**The problem**
Rewrite the records from the line with "Every instance of the whale rostrum" up to and including the line with "<point>363,406</point>", requests included, multiplying each point coordinate in the answers by 1.1 and rounding to whole numbers, with halves rounded up. Leave the coordinates in the requests and their format samples unchanged.

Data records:
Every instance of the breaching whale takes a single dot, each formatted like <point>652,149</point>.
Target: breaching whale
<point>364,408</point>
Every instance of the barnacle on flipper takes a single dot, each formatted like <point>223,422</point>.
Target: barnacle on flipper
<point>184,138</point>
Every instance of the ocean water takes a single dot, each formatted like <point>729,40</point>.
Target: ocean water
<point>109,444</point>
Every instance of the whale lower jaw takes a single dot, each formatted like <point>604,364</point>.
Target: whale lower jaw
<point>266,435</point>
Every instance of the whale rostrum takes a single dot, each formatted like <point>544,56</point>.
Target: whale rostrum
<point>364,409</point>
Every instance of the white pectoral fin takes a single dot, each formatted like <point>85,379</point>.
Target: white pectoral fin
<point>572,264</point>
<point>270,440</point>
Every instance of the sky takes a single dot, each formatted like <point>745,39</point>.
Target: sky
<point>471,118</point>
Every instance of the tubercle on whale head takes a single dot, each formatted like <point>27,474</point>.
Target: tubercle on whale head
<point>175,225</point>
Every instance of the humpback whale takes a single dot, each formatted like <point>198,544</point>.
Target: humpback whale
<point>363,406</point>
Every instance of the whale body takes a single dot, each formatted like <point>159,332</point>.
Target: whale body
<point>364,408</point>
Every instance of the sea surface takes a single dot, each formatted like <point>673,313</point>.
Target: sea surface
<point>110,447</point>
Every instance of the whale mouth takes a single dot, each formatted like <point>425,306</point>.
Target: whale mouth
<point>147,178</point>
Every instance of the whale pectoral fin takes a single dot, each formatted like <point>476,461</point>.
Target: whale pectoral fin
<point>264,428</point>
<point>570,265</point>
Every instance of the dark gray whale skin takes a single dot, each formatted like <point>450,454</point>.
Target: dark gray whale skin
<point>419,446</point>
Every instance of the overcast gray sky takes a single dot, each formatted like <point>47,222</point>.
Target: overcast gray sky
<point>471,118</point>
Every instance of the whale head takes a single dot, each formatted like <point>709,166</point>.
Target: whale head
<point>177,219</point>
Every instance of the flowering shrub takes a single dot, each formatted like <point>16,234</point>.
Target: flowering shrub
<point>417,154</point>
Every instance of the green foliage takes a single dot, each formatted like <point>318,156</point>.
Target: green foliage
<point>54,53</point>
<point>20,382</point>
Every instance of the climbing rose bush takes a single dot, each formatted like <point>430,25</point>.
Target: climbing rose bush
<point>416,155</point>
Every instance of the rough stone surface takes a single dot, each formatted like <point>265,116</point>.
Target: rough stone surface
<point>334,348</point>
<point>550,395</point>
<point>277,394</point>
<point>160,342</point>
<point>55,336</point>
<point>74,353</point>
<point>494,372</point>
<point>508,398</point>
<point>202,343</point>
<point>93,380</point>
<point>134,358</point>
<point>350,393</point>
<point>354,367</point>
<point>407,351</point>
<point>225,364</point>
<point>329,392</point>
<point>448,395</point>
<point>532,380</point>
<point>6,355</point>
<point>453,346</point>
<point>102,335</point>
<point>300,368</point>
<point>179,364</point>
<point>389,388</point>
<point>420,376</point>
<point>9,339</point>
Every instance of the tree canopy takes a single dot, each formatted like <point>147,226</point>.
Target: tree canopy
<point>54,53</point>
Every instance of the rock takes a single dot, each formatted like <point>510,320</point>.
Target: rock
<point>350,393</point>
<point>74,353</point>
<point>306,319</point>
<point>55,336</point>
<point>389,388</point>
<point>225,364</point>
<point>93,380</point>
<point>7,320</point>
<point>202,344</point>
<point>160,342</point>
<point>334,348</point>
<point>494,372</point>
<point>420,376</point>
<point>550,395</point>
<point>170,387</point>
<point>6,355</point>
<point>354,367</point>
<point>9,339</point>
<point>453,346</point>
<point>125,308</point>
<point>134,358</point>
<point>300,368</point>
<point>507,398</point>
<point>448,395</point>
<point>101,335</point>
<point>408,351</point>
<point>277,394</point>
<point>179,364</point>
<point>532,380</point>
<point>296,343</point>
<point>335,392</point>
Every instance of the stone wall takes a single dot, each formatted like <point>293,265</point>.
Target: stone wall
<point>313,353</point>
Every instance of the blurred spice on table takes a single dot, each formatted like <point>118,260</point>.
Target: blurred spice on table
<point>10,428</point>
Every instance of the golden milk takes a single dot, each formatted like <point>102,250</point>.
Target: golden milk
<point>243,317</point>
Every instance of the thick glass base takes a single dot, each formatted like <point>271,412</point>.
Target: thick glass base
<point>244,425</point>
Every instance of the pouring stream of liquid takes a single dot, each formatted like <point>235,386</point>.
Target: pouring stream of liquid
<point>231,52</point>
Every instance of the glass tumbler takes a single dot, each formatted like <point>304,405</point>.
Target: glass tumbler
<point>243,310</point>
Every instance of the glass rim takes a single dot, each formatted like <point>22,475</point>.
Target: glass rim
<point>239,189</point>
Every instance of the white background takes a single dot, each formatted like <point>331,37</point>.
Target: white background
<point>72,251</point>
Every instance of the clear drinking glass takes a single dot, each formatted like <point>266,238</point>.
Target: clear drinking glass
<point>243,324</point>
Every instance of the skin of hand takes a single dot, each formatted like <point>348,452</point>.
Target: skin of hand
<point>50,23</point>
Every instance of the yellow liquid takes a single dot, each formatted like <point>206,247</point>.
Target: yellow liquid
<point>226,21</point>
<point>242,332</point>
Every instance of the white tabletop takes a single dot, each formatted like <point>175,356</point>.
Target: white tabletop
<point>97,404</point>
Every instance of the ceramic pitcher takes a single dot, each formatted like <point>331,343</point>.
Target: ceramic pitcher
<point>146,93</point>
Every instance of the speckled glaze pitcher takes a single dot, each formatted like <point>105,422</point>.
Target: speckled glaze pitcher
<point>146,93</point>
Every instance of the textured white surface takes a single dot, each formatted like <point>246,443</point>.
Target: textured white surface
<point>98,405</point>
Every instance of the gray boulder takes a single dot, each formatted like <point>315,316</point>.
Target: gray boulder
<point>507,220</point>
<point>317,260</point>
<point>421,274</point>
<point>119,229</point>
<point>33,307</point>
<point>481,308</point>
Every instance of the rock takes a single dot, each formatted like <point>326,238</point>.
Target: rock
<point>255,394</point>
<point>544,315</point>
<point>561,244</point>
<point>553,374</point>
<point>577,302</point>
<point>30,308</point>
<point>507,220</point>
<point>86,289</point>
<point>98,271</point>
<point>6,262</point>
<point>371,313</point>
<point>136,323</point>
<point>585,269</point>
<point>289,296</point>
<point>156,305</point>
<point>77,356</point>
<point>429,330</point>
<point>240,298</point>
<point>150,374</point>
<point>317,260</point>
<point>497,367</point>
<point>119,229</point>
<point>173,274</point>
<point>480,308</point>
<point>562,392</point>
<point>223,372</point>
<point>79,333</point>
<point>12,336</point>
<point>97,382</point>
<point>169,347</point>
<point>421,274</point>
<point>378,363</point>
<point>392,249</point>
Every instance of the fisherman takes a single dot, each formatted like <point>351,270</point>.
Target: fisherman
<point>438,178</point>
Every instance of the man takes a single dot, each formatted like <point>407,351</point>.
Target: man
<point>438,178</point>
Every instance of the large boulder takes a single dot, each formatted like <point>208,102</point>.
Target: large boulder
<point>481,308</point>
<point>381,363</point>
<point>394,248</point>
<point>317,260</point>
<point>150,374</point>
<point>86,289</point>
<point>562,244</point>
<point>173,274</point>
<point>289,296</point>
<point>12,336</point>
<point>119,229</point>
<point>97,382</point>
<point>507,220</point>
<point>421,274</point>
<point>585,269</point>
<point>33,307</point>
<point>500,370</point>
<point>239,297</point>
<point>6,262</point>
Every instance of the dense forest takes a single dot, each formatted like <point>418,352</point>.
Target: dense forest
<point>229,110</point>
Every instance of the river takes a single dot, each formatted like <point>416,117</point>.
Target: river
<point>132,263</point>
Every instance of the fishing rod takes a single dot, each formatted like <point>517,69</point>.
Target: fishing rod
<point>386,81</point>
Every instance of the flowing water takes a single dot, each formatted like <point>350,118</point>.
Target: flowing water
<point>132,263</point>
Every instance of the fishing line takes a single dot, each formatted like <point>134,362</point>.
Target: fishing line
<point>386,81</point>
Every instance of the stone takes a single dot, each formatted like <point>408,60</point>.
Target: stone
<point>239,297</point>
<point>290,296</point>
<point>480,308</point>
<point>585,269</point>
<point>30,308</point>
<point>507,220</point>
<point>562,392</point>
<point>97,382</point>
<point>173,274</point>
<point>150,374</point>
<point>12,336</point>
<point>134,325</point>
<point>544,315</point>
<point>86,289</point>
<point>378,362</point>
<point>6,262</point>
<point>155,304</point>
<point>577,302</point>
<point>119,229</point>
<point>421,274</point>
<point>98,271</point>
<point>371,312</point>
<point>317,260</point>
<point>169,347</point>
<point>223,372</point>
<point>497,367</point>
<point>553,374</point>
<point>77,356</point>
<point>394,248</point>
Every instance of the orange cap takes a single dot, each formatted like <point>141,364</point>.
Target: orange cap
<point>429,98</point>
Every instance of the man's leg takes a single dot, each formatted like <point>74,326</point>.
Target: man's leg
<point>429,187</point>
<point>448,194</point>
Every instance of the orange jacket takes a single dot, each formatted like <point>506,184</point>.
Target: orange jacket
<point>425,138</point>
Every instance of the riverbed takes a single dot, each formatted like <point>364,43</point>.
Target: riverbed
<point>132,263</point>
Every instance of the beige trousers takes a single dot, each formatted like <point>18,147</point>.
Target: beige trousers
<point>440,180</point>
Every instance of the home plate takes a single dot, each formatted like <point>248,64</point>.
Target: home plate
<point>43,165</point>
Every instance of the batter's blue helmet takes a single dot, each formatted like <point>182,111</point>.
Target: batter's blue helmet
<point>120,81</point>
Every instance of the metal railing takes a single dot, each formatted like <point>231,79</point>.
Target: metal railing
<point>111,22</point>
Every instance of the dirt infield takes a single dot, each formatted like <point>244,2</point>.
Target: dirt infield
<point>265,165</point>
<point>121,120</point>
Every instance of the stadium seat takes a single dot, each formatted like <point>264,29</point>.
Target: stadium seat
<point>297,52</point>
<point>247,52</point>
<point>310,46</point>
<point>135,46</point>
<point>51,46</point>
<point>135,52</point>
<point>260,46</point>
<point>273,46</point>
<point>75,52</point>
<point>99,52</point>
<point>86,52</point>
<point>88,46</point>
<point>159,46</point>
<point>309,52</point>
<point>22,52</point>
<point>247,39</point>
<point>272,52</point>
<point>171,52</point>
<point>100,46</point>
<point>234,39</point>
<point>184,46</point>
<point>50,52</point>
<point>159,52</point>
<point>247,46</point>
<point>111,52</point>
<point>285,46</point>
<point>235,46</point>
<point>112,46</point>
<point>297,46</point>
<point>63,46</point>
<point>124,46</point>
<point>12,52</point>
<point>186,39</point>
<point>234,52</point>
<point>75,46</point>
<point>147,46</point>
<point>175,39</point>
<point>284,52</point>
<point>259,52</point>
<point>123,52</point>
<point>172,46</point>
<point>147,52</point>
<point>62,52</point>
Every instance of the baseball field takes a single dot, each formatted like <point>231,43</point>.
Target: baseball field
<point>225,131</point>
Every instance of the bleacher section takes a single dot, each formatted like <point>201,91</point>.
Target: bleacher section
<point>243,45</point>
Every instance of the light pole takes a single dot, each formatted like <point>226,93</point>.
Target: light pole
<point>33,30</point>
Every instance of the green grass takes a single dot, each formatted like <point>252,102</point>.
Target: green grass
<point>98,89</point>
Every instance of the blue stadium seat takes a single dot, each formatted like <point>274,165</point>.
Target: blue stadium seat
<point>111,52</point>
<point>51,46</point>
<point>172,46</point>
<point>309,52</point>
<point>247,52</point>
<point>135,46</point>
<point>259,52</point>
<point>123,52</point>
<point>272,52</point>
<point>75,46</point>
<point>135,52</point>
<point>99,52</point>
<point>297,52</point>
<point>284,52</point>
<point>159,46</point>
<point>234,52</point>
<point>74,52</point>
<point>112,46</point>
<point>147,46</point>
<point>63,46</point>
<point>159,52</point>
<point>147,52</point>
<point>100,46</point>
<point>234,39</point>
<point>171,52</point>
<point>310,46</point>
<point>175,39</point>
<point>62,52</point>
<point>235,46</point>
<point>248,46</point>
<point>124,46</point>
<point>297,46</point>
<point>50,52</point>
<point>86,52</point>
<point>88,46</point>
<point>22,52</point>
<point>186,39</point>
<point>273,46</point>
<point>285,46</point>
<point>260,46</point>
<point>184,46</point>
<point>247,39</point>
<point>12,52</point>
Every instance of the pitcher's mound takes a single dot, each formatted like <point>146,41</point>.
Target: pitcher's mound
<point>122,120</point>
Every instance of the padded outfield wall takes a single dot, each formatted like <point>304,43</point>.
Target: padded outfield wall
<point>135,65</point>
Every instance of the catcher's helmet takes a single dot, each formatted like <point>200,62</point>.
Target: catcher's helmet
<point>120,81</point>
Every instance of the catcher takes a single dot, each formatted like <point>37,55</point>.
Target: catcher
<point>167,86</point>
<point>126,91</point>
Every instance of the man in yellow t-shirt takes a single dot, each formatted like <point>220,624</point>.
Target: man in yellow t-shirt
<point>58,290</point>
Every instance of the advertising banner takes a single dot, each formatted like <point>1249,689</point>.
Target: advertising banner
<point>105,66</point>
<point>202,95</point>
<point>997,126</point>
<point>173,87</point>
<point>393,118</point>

**Final result**
Every instance of the whale rostrum takes a single dot, each formatted like <point>544,56</point>.
Target: whale rostrum
<point>400,450</point>
Every instance of the white pectoral fin takes a single dot, each formatted like <point>85,379</point>.
Target: white pectoral fin
<point>629,290</point>
<point>297,484</point>
Every instance of the sky takes a single dot, each formatted like <point>745,39</point>.
Target: sky
<point>518,130</point>
Every instance of the tubercle on whale head takes a single dot, each formatted like <point>27,474</point>.
Target: tubercle on whale head
<point>193,248</point>
Every instance of the humpback whale takes a single dot, each formatted like <point>198,544</point>.
Target: humpback whale
<point>399,447</point>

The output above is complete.